Exercise: Print every record exactly, but leave out the pictures.

*** Records provided Section Begins ***

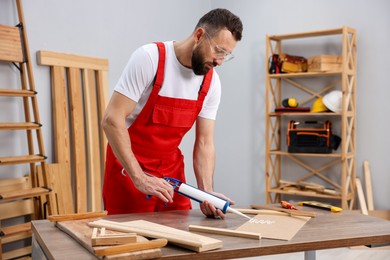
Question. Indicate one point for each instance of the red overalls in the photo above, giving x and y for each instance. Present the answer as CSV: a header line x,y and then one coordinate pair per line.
x,y
155,137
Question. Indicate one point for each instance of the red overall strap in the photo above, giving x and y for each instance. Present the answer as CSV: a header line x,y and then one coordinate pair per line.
x,y
204,88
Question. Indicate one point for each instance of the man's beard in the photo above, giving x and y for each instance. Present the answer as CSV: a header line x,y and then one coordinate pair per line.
x,y
199,66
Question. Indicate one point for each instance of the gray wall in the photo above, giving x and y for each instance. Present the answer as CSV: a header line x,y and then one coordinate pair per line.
x,y
113,29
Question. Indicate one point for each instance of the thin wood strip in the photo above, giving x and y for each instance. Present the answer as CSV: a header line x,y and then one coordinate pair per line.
x,y
10,44
112,239
79,165
16,209
289,211
131,247
62,187
362,200
60,115
263,212
102,89
178,237
23,193
161,232
223,231
71,60
76,216
367,179
92,139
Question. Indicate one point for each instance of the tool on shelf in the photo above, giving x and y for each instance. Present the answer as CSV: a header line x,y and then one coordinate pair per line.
x,y
201,196
319,205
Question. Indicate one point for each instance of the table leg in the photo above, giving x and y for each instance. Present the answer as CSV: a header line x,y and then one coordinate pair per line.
x,y
310,255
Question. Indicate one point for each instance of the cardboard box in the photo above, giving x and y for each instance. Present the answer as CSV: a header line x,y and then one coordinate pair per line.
x,y
324,63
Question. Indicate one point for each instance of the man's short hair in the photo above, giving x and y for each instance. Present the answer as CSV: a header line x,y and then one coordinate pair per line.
x,y
218,19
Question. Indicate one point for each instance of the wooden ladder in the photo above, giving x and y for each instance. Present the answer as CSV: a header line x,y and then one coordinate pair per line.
x,y
20,197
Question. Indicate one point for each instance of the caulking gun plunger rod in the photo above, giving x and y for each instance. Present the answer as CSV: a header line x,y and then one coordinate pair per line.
x,y
201,196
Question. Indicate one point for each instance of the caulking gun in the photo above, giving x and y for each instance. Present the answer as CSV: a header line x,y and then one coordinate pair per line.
x,y
201,196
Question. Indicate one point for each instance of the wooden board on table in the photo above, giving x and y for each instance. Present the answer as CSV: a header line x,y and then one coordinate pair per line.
x,y
82,233
274,226
195,242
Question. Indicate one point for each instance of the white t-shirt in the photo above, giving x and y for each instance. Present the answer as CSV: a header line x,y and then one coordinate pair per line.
x,y
179,82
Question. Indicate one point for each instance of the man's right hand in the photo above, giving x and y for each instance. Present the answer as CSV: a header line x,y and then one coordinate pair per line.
x,y
154,186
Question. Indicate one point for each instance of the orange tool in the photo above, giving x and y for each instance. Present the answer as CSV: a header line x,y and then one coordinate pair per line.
x,y
287,205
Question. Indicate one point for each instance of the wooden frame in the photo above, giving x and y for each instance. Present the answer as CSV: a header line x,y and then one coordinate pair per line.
x,y
79,90
274,95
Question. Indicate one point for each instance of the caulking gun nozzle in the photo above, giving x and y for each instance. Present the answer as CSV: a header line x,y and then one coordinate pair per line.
x,y
229,209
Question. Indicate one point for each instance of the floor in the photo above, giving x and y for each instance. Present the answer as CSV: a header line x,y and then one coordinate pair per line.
x,y
361,253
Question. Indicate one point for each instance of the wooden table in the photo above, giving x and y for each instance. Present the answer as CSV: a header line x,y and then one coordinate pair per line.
x,y
326,231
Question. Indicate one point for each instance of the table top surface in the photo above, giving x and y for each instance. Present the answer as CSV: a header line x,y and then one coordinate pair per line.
x,y
327,230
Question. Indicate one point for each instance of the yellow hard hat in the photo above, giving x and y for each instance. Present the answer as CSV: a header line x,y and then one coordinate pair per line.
x,y
318,106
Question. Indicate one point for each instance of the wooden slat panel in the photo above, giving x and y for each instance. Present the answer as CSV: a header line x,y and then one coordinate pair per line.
x,y
71,60
78,106
92,136
10,45
61,115
15,229
61,183
102,87
16,209
78,139
14,184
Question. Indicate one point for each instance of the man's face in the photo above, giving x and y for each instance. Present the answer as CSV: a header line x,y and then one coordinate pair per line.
x,y
212,51
200,64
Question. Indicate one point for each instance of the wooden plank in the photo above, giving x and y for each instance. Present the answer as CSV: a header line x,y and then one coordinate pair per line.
x,y
92,126
102,92
10,44
100,238
14,184
71,60
61,184
79,165
16,209
77,216
288,211
23,193
131,247
362,200
20,228
225,232
367,179
175,236
60,115
82,233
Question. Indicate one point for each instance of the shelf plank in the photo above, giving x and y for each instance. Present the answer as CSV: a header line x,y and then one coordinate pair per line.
x,y
309,194
305,154
304,74
310,34
19,126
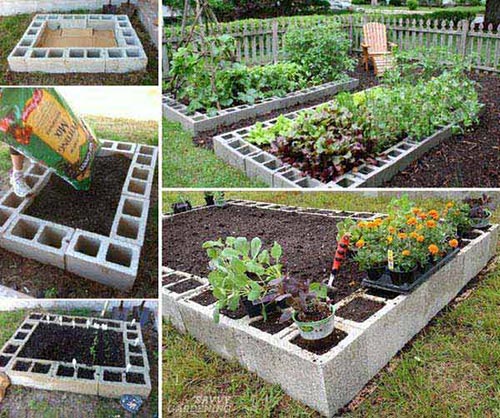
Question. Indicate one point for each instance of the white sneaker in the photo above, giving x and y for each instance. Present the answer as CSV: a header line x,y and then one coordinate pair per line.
x,y
21,188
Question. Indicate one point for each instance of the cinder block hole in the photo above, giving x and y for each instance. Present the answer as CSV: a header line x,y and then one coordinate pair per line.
x,y
93,53
76,53
41,368
137,378
11,349
38,54
87,245
112,376
128,228
85,374
22,366
56,53
124,147
140,173
137,187
25,229
146,150
115,53
52,237
133,208
4,216
119,255
144,160
65,371
137,361
20,52
4,360
133,53
135,348
12,201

*** Records provided Section Ends ***

Exercise answer:
Question. Indicate one point for each instance of the red overalls in the photo above, giving x and y for each instance. Present the answer as CSV: a header line x,y and then one coordinate pair per line.
x,y
155,137
Question. Indicate one point for each instance of the red overall strap in the photo above, giving x and y for each instance. Present the answer as CSV: a header line x,y and then one coordinate pair per line.
x,y
204,88
Question. Indicate one point for each instance of the man's beard in the photo above, giving x and y for each instance. Present the answer as CSV: a header line x,y and then one coordinate pair per line.
x,y
199,66
Question. Indicate one point for each instance of the gray wall in the photo above, giving x and y for each instance. Present the answer as CSV: a header line x,y and then one coordinate pair per line.
x,y
113,29
Question. Indicate one point for each instance of the thin wood strip in the photo above, giving x and y for each instance. Present the answer as CSV: a header line x,y and then one coordinate pair per line.
x,y
10,44
112,239
79,165
16,209
289,211
131,247
62,187
362,200
60,115
263,212
102,89
178,237
23,193
161,232
223,231
71,60
76,216
367,179
92,139
Question. Indicate one point for each instance of the tool on shelf in the photo above, giving x and y for each instance. Present the answer as CSV: a header line x,y and then one coordinate pair per line.
x,y
201,196
319,205
Question. Indicate one point for each instance of the table leg in the photo above, giving x and y for each instance. Present the answer as CSV: a header line x,y and then one coordinate pair per line.
x,y
310,255
Question. Indicate one point for each instance of the cardboard box in the photo above, giving x and y for each instance. Present the answer as CSV: a header line x,y and then one coordinate pair per line.
x,y
324,63
Question. Indicate one point for each instance of the man's short hair in the photo above, giving x and y for each instance. Present the answer as CSV: a header line x,y and then one coordinate pair per line.
x,y
218,19
Question. Indicate one point for each instance of the wooden ladder in the photo above, giving x and y for each instance. Present the answer as CSV: a header line x,y and then one coordinate pair per line.
x,y
20,197
Question. Indicate one point for each instance of the caulking gun plunger rod in the photo above, giving x and y for each instance. Present the answer as CSV: a header line x,y and then one coordinate pair per line.
x,y
201,196
Question. Indicate one point for each instance of the caulking gun in the photo above, giving x and y for each instance. Present the answer as CSV: a header line x,y and then one coordinate pair per line.
x,y
201,196
Question. Indicate one point for each instance of the wooden board on table in the photo above, giving x and y for each instance. Present the answer as CSV: a header line x,y and then one coordinate pair per line.
x,y
82,233
274,226
195,242
Question. Indicate one point for each instance of the white t-shirt in the photo above, giving x and y for each instance. Present the answer as CSV: a header line x,y and then one coordinate pair per line.
x,y
179,82
Question. Indicate one point for each instance of the man's right hand in the photo above, giving x and y for each instance. Present the answer as CSV: a header line x,y and then one coordinate pair per line.
x,y
154,186
Question. Indicate one point for each instance of the orange tool in the photo above, giving x and y for each instance. Present the answer as CSV: a header line x,y and then one coordinate pair per line.
x,y
287,205
Question. Indicate one point for each instance of the wooden frame in the photo above, giving x and y for each instance. Present the answer as CSV: a header line x,y and then one coordinate pair per line.
x,y
79,90
274,95
Question. Indicate one point for each instance of the caulking gun nozzle in the photo above, giving x and y for each instance. Present the answer as CSV: a header line x,y and then one coordinate pair per line.
x,y
229,209
Question. Indicate one point for each instance of the floor in the photo above, giving x and y for each instance. Present the answer as CSV: a header line x,y and then one coordinate pair per line.
x,y
361,253
Question. Indicate one point for each instance of the wooden table in the photo above, giving x and y for each instance. Present the answer as CSV: a header line x,y and then one coordinate pair per line.
x,y
326,231
Question. Indicate one point for each instance of the table top surface in the photo above, giving x and y for each instance. Present the answer as CSV: a header line x,y and then one coordinate pair per line.
x,y
327,230
Question. Indicate one point for each instance of the yellow hard hat in the photo above, giving x and y for each instance. Present the answer as CSV: a header line x,y and then one coordinate pair per line.
x,y
318,106
Question. Indicate one point for each instance of the wooden slat panel in the photo above, giving x and y for each instance. Present the answer as CSV: a header line x,y and then one coordinate pair per line.
x,y
71,60
78,106
92,136
10,45
61,115
15,229
61,183
102,87
16,209
78,139
14,184
Question. Indicate one point for each instance of the man's face in the photo above, giving x and y for each instance. Present the answer as CSV: a header line x,y and then one coordinate pair per line.
x,y
212,51
200,64
Question. Indicate one point for each instance of the wooden plank in the photo above, giving x and y for each instance. Present the answer as CSV: a header line x,y and then one coordinate pair per line.
x,y
92,126
102,92
10,44
100,238
14,184
71,60
61,184
79,165
16,209
77,216
288,211
23,193
131,247
362,200
20,228
225,232
367,179
175,236
60,115
82,233
Question. Indicate one point for each instance of the shelf plank in the photo above, giving x and y for each instance. Present the answer as CSV: a header line x,y and then one coordinate pair per line.
x,y
309,194
305,154
304,74
310,34
19,126
Question. Indicate one point for each instance of the white sneaker in the photo above, giving x and y for each instance. Present the answer as CSV: a header line x,y and then one coordinate pair per line.
x,y
21,188
Question. Indicate one point for each instance of the cinder block hole in the photo above, giving x and y for each instance. Present the answer as CSV: a header line x,y and then one coordinate pair per line.
x,y
93,53
76,53
41,368
137,378
11,349
38,54
87,245
112,376
128,228
85,374
22,366
56,53
124,147
140,173
137,187
25,229
146,150
115,53
52,237
133,208
4,216
119,255
144,160
65,371
137,361
20,52
4,360
133,53
135,348
12,201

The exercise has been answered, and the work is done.